Using the information:
- a) Answer each question from the pulvinar stimulation commentary below, giving one answer per line and labeling each with its marker.
(i) Into how many distinct territories is the pulvinar subdivided?
(ii) How many patients were in the study?
(iii) At which stimulation frequencies did functional connectivity increase?
- b) List every function that the pulvinar stimulation commentary below says the pulvinar medialis (PuM) supports.
- c) Write the next part of the pulvinar stimulation commentary below, starting after its last sentence.

Top of Source document

Stimulation of the Pulvinar Modulates Functional Connectivity

Commentary

The pulvinar nucleus of the thalamus or “arm chair lined with numerous pillows” was named after its rounded shape in the back of the thalamus. Although commonly thought of as important for visual processing, this nucleus is in fact subdivided into 4 distinct territories with many broad-reaching cortical and subcortical connections each serving distinct visual and cognitive functions. One of these subnuclei, the pulvinar medialis (PuM) connects reciprocally with multimodal association cortex of the inferior parietal lobule, posterior temporal neocortex, frontopolar region, and many limbic structures especially the amygdala and cingulate gyrus. The PuM supports multisensory integration, salience-driven attention, and affective processing.^1,2 Lesions of the PuM result in neglect syndromes, while preserved PuM connectivity has been associated with residual visual capacities or “blindsight” after primary visual cortex injury.^3,4

Deep brain stimulation (DBS) is increasingly recognized as a promising therapeutic option for patients with drug-resistant epilepsy who are not candidates for resective surgery. While anterior and centromedian thalamic nuclei have been traditional DBS targets, ⁵ the pulvinar has recently gained attention for its widespread cortical projections and potential to modulate epileptic networks. In this study, 14 patients undergoing stereoelectroencephalography (SEEG) for presurgical evaluation of focal epilepsy included PuM implantation and stimulation across a wide frequency range (1-200 Hz) while quantifying changes in functional connectivity across all electrodes. The authors observed frequency-specific modulation of functional connectivity. It decreased at 10 Hz and >90 Hz (maximal at 130-150 Hz), and increased at 1 Hz and 20 to 80 Hz. These effects were most pronounced ipsilaterally, with greater modulation in parietal and subcortical regions, and displayed distinct patterns within and outside the epileptogenic zone.

Bottom of Source document
Top of Extracted material

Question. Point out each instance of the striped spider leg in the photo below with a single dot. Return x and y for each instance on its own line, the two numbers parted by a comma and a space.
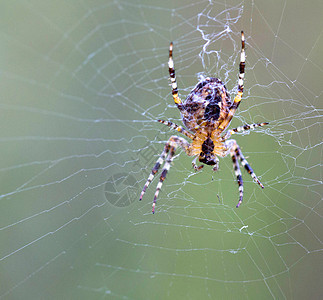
167, 155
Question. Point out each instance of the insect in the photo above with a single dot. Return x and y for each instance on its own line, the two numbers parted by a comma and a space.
206, 113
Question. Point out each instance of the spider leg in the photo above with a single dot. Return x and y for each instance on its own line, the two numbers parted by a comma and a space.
178, 128
169, 151
236, 152
238, 175
237, 98
172, 76
241, 129
195, 166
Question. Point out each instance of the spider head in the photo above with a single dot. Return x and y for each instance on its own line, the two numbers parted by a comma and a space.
207, 156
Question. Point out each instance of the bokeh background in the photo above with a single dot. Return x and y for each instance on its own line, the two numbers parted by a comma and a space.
81, 87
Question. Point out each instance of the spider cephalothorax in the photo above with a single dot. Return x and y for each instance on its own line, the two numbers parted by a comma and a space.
206, 112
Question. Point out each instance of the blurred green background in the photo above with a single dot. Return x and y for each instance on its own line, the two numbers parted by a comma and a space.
81, 85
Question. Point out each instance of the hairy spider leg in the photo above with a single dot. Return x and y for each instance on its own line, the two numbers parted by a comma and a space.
170, 147
237, 98
242, 128
195, 166
172, 76
177, 128
235, 150
237, 172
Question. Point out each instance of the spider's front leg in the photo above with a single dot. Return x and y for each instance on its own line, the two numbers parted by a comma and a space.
169, 151
236, 155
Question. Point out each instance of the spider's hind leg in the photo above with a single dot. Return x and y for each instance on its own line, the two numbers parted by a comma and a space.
169, 151
235, 155
172, 76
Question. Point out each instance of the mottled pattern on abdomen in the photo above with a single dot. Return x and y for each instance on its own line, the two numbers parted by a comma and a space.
207, 103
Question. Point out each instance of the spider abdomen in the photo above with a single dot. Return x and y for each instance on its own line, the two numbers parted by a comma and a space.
207, 103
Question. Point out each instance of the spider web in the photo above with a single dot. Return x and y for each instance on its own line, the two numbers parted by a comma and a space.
81, 89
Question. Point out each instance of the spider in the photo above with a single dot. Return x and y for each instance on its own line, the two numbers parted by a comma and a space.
206, 113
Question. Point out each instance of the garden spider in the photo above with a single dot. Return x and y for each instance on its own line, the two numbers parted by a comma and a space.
207, 112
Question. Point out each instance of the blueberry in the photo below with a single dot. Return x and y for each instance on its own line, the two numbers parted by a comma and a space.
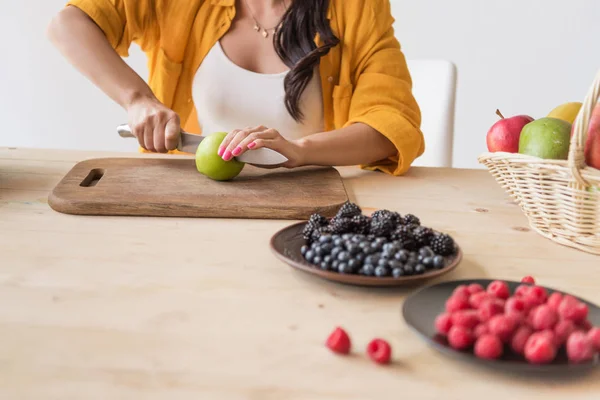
419, 269
438, 262
368, 270
343, 256
397, 272
303, 249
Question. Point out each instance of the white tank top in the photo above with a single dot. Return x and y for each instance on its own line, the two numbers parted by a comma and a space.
229, 97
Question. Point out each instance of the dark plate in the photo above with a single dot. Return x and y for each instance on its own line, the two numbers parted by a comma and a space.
422, 307
286, 245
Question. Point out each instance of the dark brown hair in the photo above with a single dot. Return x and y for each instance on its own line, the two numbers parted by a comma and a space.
295, 45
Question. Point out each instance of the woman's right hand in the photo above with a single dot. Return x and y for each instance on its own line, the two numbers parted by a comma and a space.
155, 126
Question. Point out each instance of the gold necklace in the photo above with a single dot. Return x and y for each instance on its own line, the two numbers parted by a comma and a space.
258, 27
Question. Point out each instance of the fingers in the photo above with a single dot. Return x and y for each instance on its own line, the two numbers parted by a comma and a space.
233, 148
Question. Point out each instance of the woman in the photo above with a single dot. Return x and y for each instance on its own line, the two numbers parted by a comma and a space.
324, 82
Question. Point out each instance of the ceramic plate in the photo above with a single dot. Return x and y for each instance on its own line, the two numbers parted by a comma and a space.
422, 307
286, 245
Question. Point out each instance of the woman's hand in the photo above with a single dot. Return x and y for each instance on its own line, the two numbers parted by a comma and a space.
155, 126
239, 141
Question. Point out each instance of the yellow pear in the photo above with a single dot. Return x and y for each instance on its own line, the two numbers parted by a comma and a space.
567, 112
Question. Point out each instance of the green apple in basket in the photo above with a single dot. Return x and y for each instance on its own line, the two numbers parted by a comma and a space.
209, 163
547, 138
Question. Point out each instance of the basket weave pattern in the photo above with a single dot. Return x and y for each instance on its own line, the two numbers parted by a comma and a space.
560, 198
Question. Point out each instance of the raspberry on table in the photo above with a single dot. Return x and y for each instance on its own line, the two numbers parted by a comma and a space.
443, 323
528, 279
594, 336
519, 339
476, 299
456, 303
502, 326
465, 318
580, 347
339, 341
554, 300
379, 351
544, 317
489, 308
563, 330
488, 346
460, 338
539, 349
499, 289
475, 288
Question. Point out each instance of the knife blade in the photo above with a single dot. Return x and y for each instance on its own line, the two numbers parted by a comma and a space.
188, 143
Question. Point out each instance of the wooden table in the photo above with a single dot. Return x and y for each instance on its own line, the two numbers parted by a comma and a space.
152, 308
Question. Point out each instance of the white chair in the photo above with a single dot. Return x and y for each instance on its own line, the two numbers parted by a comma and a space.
434, 87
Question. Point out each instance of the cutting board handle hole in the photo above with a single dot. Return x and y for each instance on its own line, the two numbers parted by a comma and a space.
92, 178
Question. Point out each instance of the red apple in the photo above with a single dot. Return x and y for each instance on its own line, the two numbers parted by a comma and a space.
504, 135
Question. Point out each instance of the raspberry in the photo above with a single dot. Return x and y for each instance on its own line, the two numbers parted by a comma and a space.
528, 279
562, 331
475, 288
502, 326
465, 318
461, 290
499, 289
339, 341
481, 330
539, 349
489, 308
443, 323
573, 309
477, 298
457, 303
522, 290
520, 338
537, 295
594, 336
460, 338
580, 348
379, 351
554, 301
488, 346
543, 317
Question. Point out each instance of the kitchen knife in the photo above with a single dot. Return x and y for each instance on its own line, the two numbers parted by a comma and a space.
188, 143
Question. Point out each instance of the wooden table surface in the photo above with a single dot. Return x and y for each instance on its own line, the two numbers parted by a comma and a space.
157, 308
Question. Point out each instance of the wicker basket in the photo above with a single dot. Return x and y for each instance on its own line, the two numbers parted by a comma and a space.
561, 198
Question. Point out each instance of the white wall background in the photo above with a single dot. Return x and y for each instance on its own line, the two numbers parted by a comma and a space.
522, 56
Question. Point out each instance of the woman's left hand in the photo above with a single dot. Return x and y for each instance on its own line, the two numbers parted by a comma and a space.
239, 141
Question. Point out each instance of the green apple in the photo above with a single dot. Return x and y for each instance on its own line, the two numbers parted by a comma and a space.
547, 138
209, 163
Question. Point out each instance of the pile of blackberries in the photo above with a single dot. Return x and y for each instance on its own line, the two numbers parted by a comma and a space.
385, 244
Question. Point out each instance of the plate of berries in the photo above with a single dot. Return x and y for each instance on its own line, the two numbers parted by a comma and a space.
513, 325
381, 249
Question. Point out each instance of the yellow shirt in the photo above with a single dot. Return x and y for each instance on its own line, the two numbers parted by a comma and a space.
364, 79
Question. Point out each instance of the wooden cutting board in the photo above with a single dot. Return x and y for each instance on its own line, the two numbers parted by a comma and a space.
172, 187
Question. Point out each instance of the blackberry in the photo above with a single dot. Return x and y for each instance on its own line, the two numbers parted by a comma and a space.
341, 225
442, 244
361, 224
317, 220
422, 235
410, 219
382, 227
348, 210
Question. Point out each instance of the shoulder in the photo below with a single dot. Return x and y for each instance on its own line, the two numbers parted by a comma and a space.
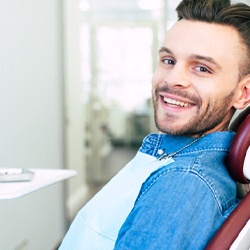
200, 175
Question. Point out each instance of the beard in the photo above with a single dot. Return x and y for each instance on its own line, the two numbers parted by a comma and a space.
203, 120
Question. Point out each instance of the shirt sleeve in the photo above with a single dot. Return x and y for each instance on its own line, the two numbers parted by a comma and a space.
177, 210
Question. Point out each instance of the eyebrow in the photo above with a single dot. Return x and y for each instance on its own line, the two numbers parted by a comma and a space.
193, 56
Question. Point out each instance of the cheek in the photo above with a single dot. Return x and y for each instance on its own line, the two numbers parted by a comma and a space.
156, 79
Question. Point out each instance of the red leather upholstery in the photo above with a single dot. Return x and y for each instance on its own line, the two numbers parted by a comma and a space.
239, 146
229, 231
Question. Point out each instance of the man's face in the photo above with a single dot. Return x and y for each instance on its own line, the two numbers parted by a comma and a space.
196, 78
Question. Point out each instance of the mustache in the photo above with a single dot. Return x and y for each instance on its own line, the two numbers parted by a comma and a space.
178, 92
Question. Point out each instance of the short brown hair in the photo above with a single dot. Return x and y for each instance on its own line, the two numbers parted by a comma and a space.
221, 12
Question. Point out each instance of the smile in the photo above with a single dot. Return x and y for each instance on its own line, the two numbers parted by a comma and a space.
175, 102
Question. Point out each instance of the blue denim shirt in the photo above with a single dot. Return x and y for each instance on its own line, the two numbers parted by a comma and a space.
160, 204
181, 205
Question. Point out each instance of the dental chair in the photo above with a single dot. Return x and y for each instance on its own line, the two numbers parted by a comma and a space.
234, 234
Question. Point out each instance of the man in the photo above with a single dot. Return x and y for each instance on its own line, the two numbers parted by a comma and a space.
176, 192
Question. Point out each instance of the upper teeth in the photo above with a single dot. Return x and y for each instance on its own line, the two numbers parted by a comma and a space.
171, 101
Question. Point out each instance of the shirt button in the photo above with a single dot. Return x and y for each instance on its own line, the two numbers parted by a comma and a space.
160, 151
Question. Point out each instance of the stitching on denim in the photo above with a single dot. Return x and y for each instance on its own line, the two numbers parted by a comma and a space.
158, 143
188, 151
189, 170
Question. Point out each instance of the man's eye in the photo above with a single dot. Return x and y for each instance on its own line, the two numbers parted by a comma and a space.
168, 61
202, 69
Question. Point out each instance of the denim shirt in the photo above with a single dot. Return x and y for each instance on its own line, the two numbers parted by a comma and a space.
183, 204
160, 204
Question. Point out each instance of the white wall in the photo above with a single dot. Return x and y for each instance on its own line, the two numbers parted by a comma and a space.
31, 118
74, 108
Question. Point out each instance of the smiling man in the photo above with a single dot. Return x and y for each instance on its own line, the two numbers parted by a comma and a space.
195, 86
177, 192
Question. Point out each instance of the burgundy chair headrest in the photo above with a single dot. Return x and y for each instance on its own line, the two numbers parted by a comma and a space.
239, 146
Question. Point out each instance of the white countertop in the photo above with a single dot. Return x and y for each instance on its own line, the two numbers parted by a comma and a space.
41, 179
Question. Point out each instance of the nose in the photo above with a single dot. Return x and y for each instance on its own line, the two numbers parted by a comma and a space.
178, 76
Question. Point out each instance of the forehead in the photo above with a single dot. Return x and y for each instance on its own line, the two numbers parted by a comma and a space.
218, 41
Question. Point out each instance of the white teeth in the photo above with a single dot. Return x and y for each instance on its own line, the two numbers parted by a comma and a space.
177, 103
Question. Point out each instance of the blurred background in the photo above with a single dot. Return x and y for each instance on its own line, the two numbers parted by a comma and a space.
75, 87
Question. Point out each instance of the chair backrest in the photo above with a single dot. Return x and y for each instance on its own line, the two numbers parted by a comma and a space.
239, 168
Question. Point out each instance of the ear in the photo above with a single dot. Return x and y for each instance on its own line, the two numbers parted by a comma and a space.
243, 95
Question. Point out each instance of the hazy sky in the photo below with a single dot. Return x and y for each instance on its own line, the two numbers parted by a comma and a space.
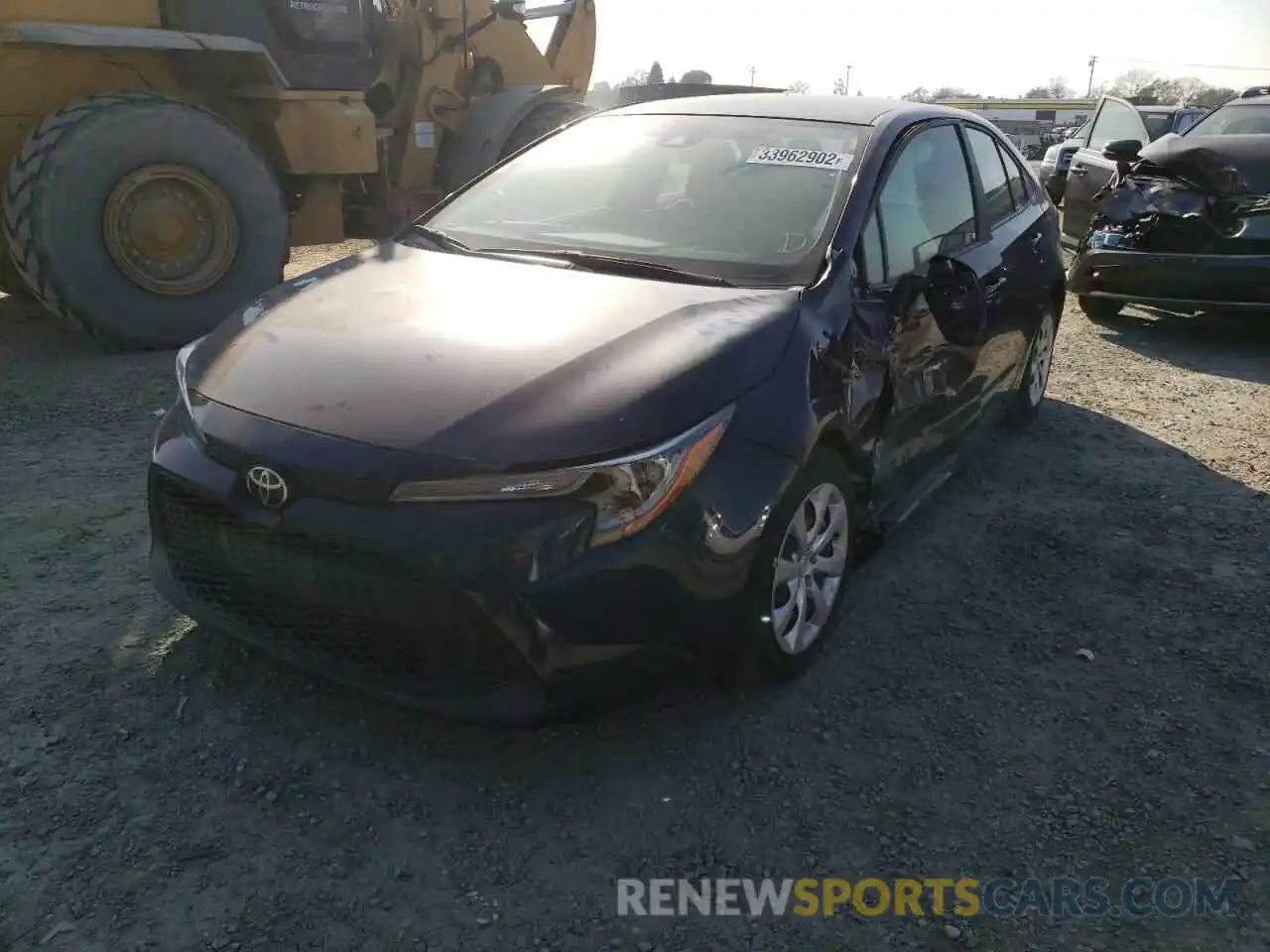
987, 46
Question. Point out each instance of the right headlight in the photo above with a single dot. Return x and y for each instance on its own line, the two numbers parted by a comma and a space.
627, 493
182, 386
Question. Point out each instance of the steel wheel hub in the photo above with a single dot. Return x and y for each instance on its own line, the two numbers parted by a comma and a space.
171, 230
1043, 354
810, 569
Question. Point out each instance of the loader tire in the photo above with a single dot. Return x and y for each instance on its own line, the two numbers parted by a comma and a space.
541, 119
143, 218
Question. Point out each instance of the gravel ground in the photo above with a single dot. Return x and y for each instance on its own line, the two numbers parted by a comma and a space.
163, 788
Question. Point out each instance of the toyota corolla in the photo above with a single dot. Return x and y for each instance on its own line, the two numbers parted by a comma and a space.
634, 394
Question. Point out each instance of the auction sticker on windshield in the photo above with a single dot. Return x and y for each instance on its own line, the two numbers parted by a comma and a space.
802, 158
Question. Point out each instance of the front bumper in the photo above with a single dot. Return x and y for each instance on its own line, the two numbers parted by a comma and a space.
1199, 282
493, 612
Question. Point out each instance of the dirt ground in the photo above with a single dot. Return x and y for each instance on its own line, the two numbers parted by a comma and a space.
163, 788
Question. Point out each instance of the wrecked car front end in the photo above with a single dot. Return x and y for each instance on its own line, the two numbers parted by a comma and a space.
1187, 227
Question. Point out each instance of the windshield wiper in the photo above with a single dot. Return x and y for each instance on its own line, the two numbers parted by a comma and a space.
608, 264
440, 238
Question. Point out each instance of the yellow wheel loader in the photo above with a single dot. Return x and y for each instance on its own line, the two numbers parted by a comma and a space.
164, 155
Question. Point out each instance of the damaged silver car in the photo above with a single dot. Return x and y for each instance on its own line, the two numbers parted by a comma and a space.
1184, 223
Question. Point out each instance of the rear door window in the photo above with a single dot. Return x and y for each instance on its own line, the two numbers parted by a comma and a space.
1019, 190
997, 204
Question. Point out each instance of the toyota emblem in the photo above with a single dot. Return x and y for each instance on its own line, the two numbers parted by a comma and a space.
267, 488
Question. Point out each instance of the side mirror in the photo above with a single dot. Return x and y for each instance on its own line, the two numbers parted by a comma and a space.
509, 9
1123, 150
956, 301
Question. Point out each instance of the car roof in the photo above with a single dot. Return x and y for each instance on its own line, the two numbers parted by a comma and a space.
861, 111
1247, 100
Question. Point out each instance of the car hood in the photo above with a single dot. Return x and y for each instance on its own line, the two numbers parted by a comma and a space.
1222, 166
494, 362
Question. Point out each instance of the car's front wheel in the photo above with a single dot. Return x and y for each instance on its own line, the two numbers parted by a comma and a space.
801, 570
1028, 399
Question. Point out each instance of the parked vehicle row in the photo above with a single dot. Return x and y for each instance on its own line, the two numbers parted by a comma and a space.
1178, 221
1152, 122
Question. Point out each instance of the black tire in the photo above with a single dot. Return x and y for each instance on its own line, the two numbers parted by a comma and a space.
762, 655
58, 189
1026, 400
1100, 309
544, 118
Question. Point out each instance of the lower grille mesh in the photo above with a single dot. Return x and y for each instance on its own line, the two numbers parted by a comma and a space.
395, 621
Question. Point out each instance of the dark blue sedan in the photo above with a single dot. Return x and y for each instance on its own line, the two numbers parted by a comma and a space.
636, 394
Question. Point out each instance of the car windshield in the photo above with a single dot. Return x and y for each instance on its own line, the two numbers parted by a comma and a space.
1157, 123
751, 200
1234, 121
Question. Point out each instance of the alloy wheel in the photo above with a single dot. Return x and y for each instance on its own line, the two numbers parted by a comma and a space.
1043, 354
810, 569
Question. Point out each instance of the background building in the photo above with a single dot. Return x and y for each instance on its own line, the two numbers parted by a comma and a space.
1048, 112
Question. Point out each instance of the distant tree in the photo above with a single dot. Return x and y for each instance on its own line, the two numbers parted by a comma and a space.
1188, 87
1160, 90
1211, 96
1134, 81
1057, 87
602, 95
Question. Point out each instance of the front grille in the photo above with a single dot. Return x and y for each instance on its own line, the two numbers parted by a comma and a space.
394, 620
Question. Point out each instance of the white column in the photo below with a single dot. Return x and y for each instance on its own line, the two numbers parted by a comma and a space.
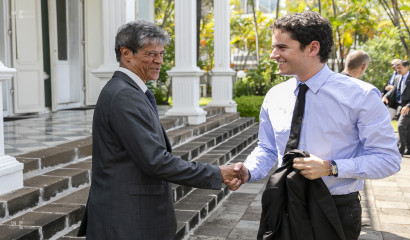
222, 86
185, 75
11, 171
113, 16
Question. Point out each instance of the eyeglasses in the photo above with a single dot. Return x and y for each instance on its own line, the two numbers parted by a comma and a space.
154, 54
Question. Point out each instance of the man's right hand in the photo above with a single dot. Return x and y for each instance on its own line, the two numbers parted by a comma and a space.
385, 100
389, 87
242, 171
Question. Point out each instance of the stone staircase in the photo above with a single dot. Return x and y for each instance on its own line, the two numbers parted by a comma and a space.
57, 179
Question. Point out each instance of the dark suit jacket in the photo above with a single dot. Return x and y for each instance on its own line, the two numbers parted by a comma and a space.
132, 165
405, 96
295, 208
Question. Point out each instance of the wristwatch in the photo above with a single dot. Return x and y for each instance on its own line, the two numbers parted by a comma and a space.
333, 168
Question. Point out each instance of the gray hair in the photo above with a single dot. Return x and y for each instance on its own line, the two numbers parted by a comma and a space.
136, 34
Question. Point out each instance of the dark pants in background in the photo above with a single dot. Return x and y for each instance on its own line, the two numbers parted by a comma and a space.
350, 214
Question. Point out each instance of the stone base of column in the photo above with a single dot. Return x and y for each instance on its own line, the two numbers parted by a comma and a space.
185, 95
11, 174
222, 88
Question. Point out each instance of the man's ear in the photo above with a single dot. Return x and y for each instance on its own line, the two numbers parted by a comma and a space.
126, 53
314, 48
364, 66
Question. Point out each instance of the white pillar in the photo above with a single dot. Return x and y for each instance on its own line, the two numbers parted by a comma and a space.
114, 15
185, 75
222, 86
11, 171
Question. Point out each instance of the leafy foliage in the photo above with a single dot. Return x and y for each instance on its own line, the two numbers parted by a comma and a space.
249, 106
259, 81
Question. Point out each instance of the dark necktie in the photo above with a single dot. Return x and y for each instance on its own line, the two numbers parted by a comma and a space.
293, 141
151, 98
398, 93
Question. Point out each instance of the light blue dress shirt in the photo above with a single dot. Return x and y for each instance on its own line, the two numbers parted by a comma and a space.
344, 120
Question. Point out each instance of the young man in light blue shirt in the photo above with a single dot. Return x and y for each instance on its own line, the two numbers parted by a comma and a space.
346, 127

Bottom of Extracted material

Exercise results:
- a)
(i) 4
(ii) 14
(iii) 1 Hz and 20 to 80 Hz

- b)
- multisensory integration
- salience-driven attention
- affective processing

- c)
Acerbo et al present compelling evidence that changes in stimulation parameters produce frequency-dependent and anatomically specific effects on large-scale cortical connectivity. What is the relationship between broad network-based FC measures and epilepsy? Evidence from studies using intracranial EEG support the concept that epileptogenic brain regions show abnormally elevated interregional functional connectivity.^6,7 This is further supported by emerging evidence from other thalamic stimulation studies in epilepsy which show that high-frequency stimulation of the anterior nucleus of the thalamus reduces FC in cortical regions, and this reduction correlates with the degree of seizure reduction.^8,9 Further evidence on the relationship between FC and epileptic potential comes from MR-based functional imaging which suggests a relationship between decreases in FC in the epileptogenic zone and seizures. ¹⁰

One word of caution. We presently know little with regards to the effects of PuM stimulation on cognition, especially long-term stimulation. Stimulation of the PuM could possibly exert complex and incompletely understood cognitive effects reflecting the nucleus's integrative role in attention, visual awareness, and affective processing, especially salience. Because the pulvinar participates in both excitatory and inhibitory thalamocortical loops, stimulation could enhance or disrupt these functions depending on frequency, laterality, and baseline network state. Consequently, the cognitive consequences of pulvinar stimulation remain uncertain and will require systematic behavioral and electrophysiologic investigation in both acute and chronic paradigms.